(Excerpts from location labeling data)

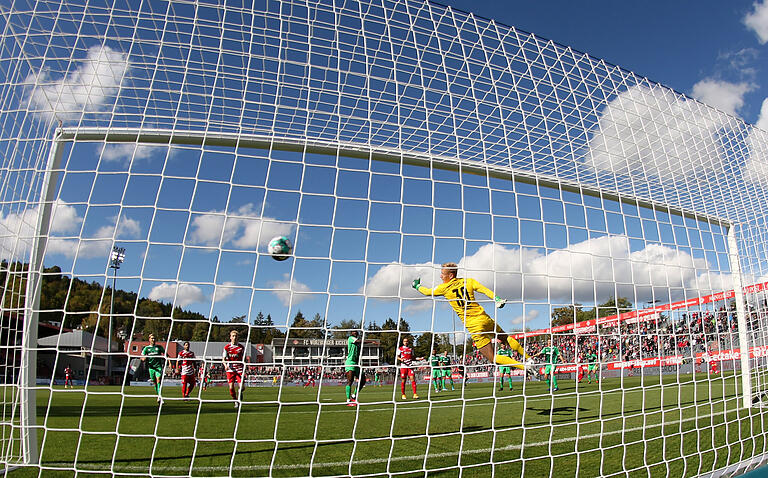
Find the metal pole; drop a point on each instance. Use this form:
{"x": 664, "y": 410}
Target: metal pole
{"x": 741, "y": 317}
{"x": 109, "y": 334}
{"x": 28, "y": 373}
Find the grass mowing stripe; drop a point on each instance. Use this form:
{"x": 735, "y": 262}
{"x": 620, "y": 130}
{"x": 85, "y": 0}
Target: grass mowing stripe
{"x": 394, "y": 458}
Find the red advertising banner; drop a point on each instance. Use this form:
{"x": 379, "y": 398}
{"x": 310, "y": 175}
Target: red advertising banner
{"x": 637, "y": 316}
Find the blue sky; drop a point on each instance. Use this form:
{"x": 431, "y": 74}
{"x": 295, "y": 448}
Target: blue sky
{"x": 718, "y": 45}
{"x": 365, "y": 229}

» **SET EXERCISE**: Copy the records above line for line, leaving out the pictures.

» **WRITTEN RESPONSE**:
Find the metal pole; drop a point on each instance. Use this form:
{"x": 664, "y": 410}
Target: metal pole
{"x": 741, "y": 317}
{"x": 109, "y": 334}
{"x": 28, "y": 373}
Find the grass mowing stripe; drop a point on each instance. Use this form:
{"x": 735, "y": 262}
{"x": 620, "y": 130}
{"x": 85, "y": 0}
Target: grass mowing stripe
{"x": 394, "y": 458}
Find the red advertising banner; drop a point on each instance. Use this form:
{"x": 379, "y": 398}
{"x": 310, "y": 175}
Target: red advertising banner
{"x": 637, "y": 316}
Find the blue sky; drop a point on each instance. Use this form:
{"x": 431, "y": 74}
{"x": 295, "y": 448}
Target: blue sky
{"x": 718, "y": 45}
{"x": 365, "y": 229}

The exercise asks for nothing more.